Image point grounding data:
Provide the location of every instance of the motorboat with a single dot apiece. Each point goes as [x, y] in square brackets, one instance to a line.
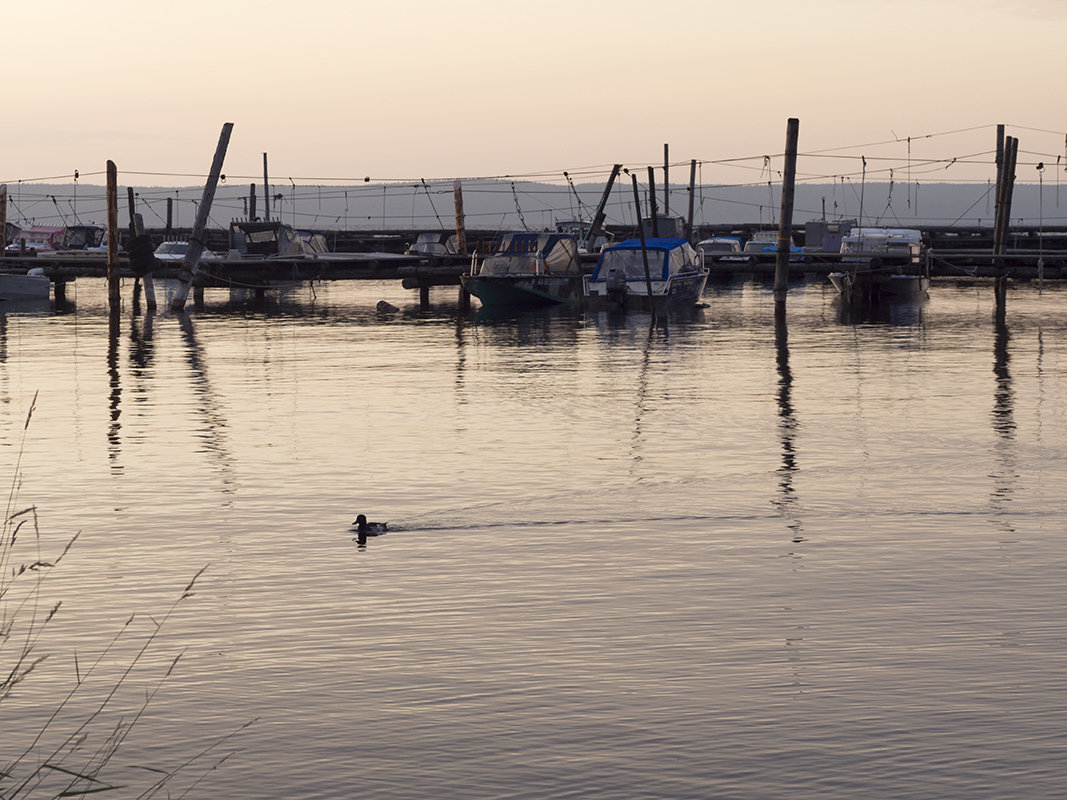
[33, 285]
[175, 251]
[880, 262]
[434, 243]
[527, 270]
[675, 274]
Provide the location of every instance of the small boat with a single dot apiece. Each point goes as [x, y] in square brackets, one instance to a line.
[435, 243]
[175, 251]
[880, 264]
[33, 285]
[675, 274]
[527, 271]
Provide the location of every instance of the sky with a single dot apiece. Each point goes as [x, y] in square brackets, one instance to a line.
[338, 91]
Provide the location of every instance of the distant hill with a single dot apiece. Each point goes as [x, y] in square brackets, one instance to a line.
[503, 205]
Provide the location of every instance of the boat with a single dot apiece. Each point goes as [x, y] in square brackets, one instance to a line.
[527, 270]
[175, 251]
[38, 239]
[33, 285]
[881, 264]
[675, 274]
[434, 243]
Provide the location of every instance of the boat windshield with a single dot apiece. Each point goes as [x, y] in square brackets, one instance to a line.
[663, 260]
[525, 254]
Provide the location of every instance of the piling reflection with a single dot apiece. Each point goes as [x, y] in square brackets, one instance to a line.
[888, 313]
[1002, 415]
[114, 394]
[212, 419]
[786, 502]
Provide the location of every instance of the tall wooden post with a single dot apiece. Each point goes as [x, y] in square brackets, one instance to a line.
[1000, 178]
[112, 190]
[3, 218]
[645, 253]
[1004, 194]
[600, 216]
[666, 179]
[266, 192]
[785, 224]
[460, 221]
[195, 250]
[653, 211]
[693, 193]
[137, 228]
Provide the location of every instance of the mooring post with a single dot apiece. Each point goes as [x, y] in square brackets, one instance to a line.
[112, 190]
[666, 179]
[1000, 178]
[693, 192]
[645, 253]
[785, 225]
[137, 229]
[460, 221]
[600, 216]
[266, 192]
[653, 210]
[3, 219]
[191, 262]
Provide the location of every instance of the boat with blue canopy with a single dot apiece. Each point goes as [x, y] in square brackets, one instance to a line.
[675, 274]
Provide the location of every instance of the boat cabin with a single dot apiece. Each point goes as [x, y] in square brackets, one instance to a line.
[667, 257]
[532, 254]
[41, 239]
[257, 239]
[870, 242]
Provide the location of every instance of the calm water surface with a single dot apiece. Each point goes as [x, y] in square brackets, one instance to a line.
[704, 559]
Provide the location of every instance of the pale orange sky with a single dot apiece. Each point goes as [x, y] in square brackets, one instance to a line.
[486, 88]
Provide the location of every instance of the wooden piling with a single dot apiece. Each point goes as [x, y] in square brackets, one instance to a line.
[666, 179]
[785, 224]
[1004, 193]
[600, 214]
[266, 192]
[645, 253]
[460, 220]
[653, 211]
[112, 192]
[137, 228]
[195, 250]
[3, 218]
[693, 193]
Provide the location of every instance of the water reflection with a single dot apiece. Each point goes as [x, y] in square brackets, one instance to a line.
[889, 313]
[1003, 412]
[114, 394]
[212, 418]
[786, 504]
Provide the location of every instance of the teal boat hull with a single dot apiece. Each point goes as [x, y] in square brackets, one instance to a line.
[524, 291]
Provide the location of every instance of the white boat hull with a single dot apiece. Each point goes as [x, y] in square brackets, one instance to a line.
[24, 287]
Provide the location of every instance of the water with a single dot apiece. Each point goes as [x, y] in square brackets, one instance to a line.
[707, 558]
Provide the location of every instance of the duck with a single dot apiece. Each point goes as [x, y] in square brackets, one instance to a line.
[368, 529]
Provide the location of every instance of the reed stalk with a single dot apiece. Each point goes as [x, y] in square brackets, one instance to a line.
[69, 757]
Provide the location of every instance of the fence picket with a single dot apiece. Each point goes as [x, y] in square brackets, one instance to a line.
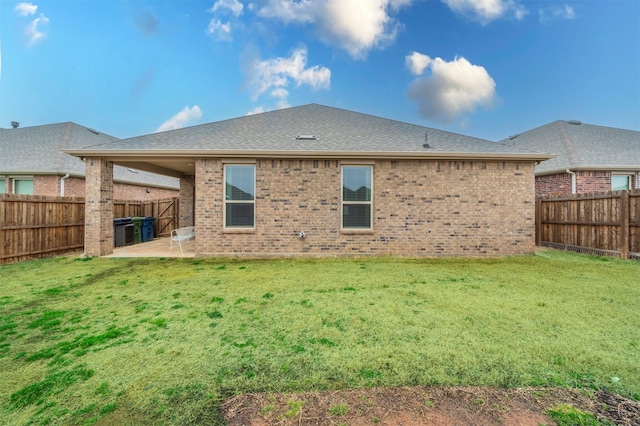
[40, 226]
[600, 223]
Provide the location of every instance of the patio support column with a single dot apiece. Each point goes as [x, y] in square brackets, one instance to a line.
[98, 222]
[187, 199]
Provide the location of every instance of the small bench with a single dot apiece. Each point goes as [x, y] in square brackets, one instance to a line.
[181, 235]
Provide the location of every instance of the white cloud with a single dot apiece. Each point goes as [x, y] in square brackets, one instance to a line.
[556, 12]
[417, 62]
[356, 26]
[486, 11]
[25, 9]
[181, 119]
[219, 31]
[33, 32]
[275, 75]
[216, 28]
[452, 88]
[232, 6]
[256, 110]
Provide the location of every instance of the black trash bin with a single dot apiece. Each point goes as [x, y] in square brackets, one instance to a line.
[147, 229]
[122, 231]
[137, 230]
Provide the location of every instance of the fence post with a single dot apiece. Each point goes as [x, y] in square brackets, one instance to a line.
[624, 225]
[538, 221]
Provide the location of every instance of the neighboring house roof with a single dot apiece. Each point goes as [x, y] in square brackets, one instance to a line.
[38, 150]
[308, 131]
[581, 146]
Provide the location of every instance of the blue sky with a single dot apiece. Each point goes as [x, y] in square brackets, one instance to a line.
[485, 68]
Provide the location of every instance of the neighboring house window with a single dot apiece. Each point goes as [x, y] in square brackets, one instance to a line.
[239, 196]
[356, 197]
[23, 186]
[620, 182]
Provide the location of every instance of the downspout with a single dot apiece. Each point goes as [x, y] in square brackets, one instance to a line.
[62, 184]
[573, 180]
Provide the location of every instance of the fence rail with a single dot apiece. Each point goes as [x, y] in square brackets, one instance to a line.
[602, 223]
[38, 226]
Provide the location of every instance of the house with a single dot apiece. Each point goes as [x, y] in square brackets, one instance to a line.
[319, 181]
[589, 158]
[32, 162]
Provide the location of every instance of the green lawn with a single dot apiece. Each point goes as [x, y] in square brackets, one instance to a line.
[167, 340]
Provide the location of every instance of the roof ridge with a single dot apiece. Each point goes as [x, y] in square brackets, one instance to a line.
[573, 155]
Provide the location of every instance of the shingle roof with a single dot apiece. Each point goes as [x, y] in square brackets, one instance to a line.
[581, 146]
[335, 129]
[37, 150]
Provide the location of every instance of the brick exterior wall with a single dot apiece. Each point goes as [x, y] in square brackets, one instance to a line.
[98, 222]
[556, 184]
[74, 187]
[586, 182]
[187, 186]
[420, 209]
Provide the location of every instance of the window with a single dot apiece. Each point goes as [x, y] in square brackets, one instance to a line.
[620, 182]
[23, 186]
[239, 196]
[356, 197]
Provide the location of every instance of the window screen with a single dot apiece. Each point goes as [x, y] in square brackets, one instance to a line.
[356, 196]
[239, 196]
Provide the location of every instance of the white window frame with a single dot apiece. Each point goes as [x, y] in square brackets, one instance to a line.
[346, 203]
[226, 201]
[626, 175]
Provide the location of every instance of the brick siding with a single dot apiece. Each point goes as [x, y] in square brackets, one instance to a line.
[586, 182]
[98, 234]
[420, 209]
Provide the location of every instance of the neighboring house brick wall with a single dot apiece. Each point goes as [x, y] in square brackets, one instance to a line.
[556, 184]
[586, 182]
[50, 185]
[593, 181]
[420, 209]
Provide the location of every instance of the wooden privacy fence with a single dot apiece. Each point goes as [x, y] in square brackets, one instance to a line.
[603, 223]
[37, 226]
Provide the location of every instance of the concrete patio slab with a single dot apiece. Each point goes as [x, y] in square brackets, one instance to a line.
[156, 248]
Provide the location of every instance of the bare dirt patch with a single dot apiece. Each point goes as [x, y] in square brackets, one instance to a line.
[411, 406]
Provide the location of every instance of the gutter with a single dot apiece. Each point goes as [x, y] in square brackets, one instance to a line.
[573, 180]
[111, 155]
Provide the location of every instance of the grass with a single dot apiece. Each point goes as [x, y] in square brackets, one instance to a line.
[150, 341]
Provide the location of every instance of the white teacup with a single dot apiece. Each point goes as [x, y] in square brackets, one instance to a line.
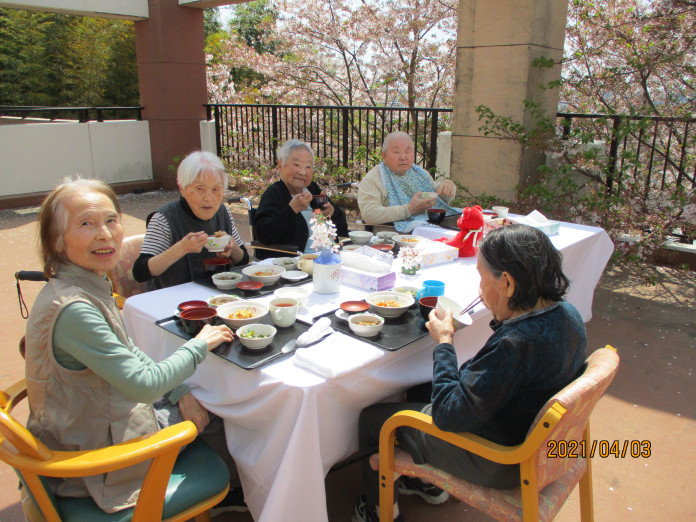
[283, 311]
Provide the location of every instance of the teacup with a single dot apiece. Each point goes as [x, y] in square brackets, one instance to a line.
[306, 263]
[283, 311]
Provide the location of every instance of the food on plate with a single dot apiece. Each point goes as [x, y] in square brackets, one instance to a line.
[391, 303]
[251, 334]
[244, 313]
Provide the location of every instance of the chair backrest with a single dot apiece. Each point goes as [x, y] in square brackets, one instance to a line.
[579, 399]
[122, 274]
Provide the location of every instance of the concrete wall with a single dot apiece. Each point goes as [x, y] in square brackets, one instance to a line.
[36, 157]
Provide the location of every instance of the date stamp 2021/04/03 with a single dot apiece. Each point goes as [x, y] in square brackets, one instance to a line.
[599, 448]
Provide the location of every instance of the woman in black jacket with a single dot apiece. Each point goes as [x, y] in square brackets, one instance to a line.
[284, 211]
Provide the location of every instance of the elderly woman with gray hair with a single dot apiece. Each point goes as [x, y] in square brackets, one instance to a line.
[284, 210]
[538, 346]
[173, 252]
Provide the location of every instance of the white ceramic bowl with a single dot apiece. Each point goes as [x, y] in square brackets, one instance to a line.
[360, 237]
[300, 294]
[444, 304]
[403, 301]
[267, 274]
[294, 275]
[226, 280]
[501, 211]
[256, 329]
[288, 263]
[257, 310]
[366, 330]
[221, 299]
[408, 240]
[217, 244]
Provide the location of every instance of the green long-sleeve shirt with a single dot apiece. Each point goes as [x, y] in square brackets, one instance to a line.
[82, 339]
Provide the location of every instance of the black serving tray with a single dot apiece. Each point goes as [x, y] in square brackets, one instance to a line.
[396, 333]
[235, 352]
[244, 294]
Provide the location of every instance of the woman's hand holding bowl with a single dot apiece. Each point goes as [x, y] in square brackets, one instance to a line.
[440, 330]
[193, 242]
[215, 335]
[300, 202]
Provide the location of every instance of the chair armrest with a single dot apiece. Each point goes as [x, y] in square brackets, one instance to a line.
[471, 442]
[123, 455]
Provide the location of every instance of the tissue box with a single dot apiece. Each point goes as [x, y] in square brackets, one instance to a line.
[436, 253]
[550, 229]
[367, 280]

- TASK DESCRIPTION -
Output the lines from the one with "Provide the location of every instance of the woman's" through the end of the records above, exactly, including both ends, and nothing besides.

- REPLY TO THE TASK -
Provide the location of every instance of the woman's hand holding bowl with a single dot apiece. Each point goes as [x, y] in square brackets, one instance to a line.
[440, 330]
[193, 242]
[215, 335]
[300, 202]
Provide the location of every instance of the chair armrest with a single dot apiece. Each point goes as [x, y] in square brackets, one instance to a line.
[471, 442]
[123, 455]
Provide the location of every instance of the tissue box with a single dot apiece. Each point goes as [x, y] in square brackets, one instance to a line.
[436, 253]
[550, 229]
[367, 280]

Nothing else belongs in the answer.